What this task involves
From the records below, extract all the text exactly and leave the images behind.

[Extracted records]
______

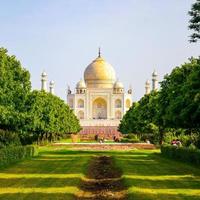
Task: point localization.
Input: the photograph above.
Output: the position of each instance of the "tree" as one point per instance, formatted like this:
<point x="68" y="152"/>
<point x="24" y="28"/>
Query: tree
<point x="179" y="99"/>
<point x="15" y="86"/>
<point x="194" y="23"/>
<point x="49" y="117"/>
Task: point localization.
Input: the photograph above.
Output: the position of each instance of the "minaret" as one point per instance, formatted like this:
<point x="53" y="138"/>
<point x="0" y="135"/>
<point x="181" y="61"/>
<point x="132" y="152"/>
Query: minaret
<point x="44" y="81"/>
<point x="51" y="87"/>
<point x="154" y="80"/>
<point x="147" y="87"/>
<point x="99" y="53"/>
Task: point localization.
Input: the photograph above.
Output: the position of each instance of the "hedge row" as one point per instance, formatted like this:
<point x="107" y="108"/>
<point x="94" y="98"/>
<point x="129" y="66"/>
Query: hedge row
<point x="181" y="153"/>
<point x="12" y="154"/>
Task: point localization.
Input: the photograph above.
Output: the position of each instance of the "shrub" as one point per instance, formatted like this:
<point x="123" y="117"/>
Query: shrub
<point x="9" y="138"/>
<point x="184" y="154"/>
<point x="130" y="138"/>
<point x="12" y="154"/>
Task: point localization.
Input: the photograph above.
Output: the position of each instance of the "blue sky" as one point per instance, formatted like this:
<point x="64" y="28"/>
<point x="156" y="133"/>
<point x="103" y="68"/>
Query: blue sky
<point x="63" y="36"/>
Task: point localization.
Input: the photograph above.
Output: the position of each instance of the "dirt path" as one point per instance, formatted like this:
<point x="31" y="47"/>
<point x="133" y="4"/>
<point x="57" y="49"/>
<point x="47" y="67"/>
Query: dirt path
<point x="103" y="181"/>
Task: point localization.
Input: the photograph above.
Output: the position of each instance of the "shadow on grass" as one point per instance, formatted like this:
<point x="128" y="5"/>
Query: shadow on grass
<point x="38" y="196"/>
<point x="163" y="196"/>
<point x="38" y="182"/>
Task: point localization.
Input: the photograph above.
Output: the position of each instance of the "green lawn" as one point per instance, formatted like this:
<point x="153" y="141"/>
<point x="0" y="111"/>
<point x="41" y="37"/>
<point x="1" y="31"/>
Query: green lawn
<point x="56" y="174"/>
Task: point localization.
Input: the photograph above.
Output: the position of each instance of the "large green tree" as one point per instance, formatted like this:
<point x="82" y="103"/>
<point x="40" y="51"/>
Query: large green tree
<point x="179" y="99"/>
<point x="15" y="86"/>
<point x="194" y="23"/>
<point x="49" y="117"/>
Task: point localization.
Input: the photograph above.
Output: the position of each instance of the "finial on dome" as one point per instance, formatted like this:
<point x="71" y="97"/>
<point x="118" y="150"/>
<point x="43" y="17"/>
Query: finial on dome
<point x="99" y="52"/>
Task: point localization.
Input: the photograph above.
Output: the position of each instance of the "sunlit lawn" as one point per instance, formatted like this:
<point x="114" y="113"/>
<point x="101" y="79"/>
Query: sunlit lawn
<point x="56" y="174"/>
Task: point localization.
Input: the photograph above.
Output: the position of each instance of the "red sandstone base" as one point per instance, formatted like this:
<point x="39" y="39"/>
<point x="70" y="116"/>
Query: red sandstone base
<point x="106" y="132"/>
<point x="104" y="146"/>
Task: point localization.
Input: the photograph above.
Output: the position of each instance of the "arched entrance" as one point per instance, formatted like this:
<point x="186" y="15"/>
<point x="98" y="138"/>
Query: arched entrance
<point x="99" y="109"/>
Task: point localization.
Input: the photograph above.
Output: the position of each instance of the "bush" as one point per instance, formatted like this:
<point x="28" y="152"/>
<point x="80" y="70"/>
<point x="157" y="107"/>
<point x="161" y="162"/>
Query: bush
<point x="184" y="154"/>
<point x="9" y="138"/>
<point x="130" y="138"/>
<point x="12" y="154"/>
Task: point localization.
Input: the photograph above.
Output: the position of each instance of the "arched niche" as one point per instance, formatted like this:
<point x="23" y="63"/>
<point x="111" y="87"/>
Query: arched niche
<point x="99" y="108"/>
<point x="128" y="103"/>
<point x="81" y="114"/>
<point x="118" y="114"/>
<point x="118" y="103"/>
<point x="80" y="103"/>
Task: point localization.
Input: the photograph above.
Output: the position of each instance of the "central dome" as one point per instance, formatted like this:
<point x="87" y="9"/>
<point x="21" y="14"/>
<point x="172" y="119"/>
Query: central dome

______

Solution for this exercise
Task: point localization.
Input: the photograph above.
Output: the position of each instance of the "tree" as one point per instance, formatted like this:
<point x="68" y="152"/>
<point x="24" y="28"/>
Query: tree
<point x="179" y="99"/>
<point x="15" y="86"/>
<point x="194" y="23"/>
<point x="49" y="117"/>
Task: point localization.
Input: the photograph above.
Output: the position of each instance of the "minaret" as one point per instance, formatted like this:
<point x="53" y="138"/>
<point x="0" y="135"/>
<point x="181" y="61"/>
<point x="132" y="152"/>
Query: minaret
<point x="44" y="81"/>
<point x="51" y="87"/>
<point x="154" y="80"/>
<point x="147" y="87"/>
<point x="99" y="53"/>
Task: point localization.
Input: the photograph above.
Output: the position of each instance of the "hedge row" as one point per instance, formatted like this:
<point x="107" y="108"/>
<point x="94" y="98"/>
<point x="129" y="66"/>
Query: hedge row
<point x="181" y="153"/>
<point x="12" y="154"/>
Task: point localization.
Input: the photograph above.
Output: the position of each instance of the "shrub" as one point per instance, formatted like this:
<point x="123" y="117"/>
Query: shrub
<point x="9" y="138"/>
<point x="184" y="154"/>
<point x="130" y="138"/>
<point x="12" y="154"/>
Task: point localization.
Input: the photograph above.
Output: the position of each instance of the "blue sky" as one point per instance, formatted like this:
<point x="64" y="28"/>
<point x="156" y="133"/>
<point x="103" y="68"/>
Query: blue sky
<point x="63" y="36"/>
Task: point localization.
Input: the photograph above.
Output: the position of each instance of the "dirt path" as one point per instance, formatted like this:
<point x="31" y="47"/>
<point x="133" y="4"/>
<point x="57" y="49"/>
<point x="47" y="67"/>
Query: dirt path
<point x="103" y="181"/>
Task: point localization.
Input: the photograph above.
Output: the position of each instance of the "shadow on grass" as one point per instance, formatted like this:
<point x="128" y="5"/>
Query: shadow on grass
<point x="38" y="196"/>
<point x="163" y="196"/>
<point x="38" y="182"/>
Task: point localization.
Input: the photograph above.
Output: the position of each instance of the "green lawn" as one point per instance, formatted like this:
<point x="153" y="141"/>
<point x="0" y="111"/>
<point x="41" y="37"/>
<point x="1" y="31"/>
Query: green lawn
<point x="56" y="174"/>
Task: point localization.
Input: the photograph above.
Output: the position of each instance of the "large green tree" as one point per instance, formatted like this:
<point x="82" y="103"/>
<point x="40" y="51"/>
Query: large green tree
<point x="179" y="99"/>
<point x="15" y="86"/>
<point x="194" y="23"/>
<point x="49" y="117"/>
Task: point localization.
Input: the photograph above.
Output: the position of each instance of the "finial on dome" as one point per instance, formatted like this:
<point x="71" y="97"/>
<point x="118" y="150"/>
<point x="43" y="17"/>
Query: finial on dome
<point x="99" y="52"/>
Task: point localization.
Input: the photograph above.
Output: the position of each instance of the "sunlit lawn" as one point per instance, formatted like this:
<point x="114" y="113"/>
<point x="101" y="79"/>
Query: sunlit lawn
<point x="56" y="174"/>
Task: point localization.
Input: the photograph above.
Output: the position of each instance of the "red sandstone base" as one point per instance, formatted like this:
<point x="39" y="39"/>
<point x="70" y="116"/>
Query: red sandstone base
<point x="106" y="132"/>
<point x="104" y="146"/>
Task: point localization.
Input: the photograph above.
Output: the position of each instance of the "arched entrance" as one point per instance, formatted like this:
<point x="186" y="15"/>
<point x="98" y="138"/>
Query: arched entrance
<point x="99" y="109"/>
Task: point localization.
Input: the photograph above.
Output: the position of each instance of the "bush" as one point per instance, formatted like this:
<point x="28" y="152"/>
<point x="80" y="70"/>
<point x="157" y="107"/>
<point x="161" y="162"/>
Query: bush
<point x="184" y="154"/>
<point x="9" y="138"/>
<point x="130" y="138"/>
<point x="12" y="154"/>
Task: point localization.
Input: the photograph above.
Output: the position of each instance of the "arched niche" as one point per instance, formatted like this:
<point x="23" y="63"/>
<point x="111" y="87"/>
Query: arched niche
<point x="99" y="108"/>
<point x="128" y="103"/>
<point x="81" y="114"/>
<point x="118" y="114"/>
<point x="118" y="103"/>
<point x="80" y="103"/>
Task: point localization.
Input: the photograph above.
Output: the position of each instance of the "central dome" as one point per instance, formatted like this:
<point x="87" y="9"/>
<point x="21" y="14"/>
<point x="172" y="119"/>
Query: central dome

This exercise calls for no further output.